== What is needed ==
Write back every record verbatim.

──────────

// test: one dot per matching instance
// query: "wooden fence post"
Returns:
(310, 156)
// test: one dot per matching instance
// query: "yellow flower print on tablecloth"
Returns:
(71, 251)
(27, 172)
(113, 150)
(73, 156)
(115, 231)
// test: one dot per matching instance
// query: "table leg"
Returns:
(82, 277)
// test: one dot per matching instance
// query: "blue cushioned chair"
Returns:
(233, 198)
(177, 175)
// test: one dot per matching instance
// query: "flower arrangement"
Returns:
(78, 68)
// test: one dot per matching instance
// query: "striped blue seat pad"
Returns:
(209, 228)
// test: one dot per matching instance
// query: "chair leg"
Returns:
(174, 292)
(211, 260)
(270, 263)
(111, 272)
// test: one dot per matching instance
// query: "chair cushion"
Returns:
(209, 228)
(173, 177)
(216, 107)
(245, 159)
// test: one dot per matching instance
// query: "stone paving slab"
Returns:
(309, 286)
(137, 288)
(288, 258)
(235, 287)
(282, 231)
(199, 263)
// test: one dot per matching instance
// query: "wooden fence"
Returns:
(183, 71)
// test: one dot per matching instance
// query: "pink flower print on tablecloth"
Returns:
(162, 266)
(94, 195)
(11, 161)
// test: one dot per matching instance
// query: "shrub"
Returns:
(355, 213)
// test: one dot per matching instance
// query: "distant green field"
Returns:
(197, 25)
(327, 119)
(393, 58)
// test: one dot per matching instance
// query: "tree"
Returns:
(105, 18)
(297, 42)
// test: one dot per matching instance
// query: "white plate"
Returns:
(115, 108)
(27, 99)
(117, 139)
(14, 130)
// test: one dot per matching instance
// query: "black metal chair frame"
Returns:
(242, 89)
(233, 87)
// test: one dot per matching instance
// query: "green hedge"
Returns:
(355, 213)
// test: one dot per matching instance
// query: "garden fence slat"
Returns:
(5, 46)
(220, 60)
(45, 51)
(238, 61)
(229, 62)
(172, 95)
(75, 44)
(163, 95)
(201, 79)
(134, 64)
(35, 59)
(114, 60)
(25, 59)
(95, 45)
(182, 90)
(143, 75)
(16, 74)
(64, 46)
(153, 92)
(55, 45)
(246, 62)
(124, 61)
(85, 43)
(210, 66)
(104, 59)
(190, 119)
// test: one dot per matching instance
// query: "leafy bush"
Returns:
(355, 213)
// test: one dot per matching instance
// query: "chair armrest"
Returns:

──────────

== Your response ==
// test: one dot per matching instance
// query: "wooden fence post"
Returns:
(310, 156)
// test: one dot per matching instance
// query: "yellow flower print on tablecloth"
Returns:
(71, 251)
(27, 172)
(113, 150)
(73, 156)
(115, 231)
// test: one dot per matching instance
// query: "table leg"
Returns:
(82, 277)
// test: one dot per matching instance
// query: "blue cushioned chair"
Returns:
(233, 198)
(177, 175)
// test: one dot per matching instance
// query: "flower arrangement"
Returns:
(78, 68)
// test: one dot per matching instance
// query: "striped blue seat pad"
Returns:
(209, 228)
// test: one dot per matching instance
// query: "chair leg"
Returns:
(174, 292)
(211, 260)
(270, 263)
(111, 272)
// test: one dot per matching instance
// query: "chair cushion"
Returns:
(209, 228)
(173, 177)
(216, 107)
(245, 159)
// test: one dot per matching instance
// query: "stone paving slab"
Returns:
(309, 286)
(137, 288)
(288, 258)
(235, 287)
(282, 231)
(199, 263)
// test: one dot per matching instance
// query: "wooden fence"
Returns:
(183, 71)
// test: one dot per matching instance
// query: "pink flower print on tablecloth"
Returns:
(162, 266)
(94, 195)
(11, 161)
// test: one dot per matching instance
// query: "shrub"
Returns:
(355, 213)
// test: one dot per matching instance
// query: "distant green field"
Returns:
(197, 25)
(327, 119)
(393, 58)
// test: one dot per matching instance
// query: "tree"
Returns:
(105, 18)
(297, 42)
// test: one dot per matching instance
// query: "white plate"
Returns:
(115, 108)
(27, 99)
(117, 139)
(14, 130)
// test: one dot per matching instance
// query: "black metal chair frame"
Returns:
(242, 89)
(233, 87)
// test: one dot per matching instance
// query: "green hedge"
Returns:
(355, 213)
// test: one dot per matching instance
// query: "garden fence slat"
Returns:
(5, 46)
(220, 60)
(45, 51)
(238, 61)
(229, 62)
(172, 95)
(75, 44)
(163, 95)
(201, 79)
(134, 64)
(35, 59)
(114, 60)
(25, 59)
(95, 45)
(182, 90)
(143, 75)
(16, 74)
(64, 46)
(153, 92)
(55, 45)
(246, 62)
(124, 61)
(85, 43)
(210, 66)
(104, 59)
(190, 119)
// test: one dot per matching instance
// query: "leafy bush"
Returns:
(355, 213)
// test: one dot per matching instance
// query: "chair armrest"
Returns:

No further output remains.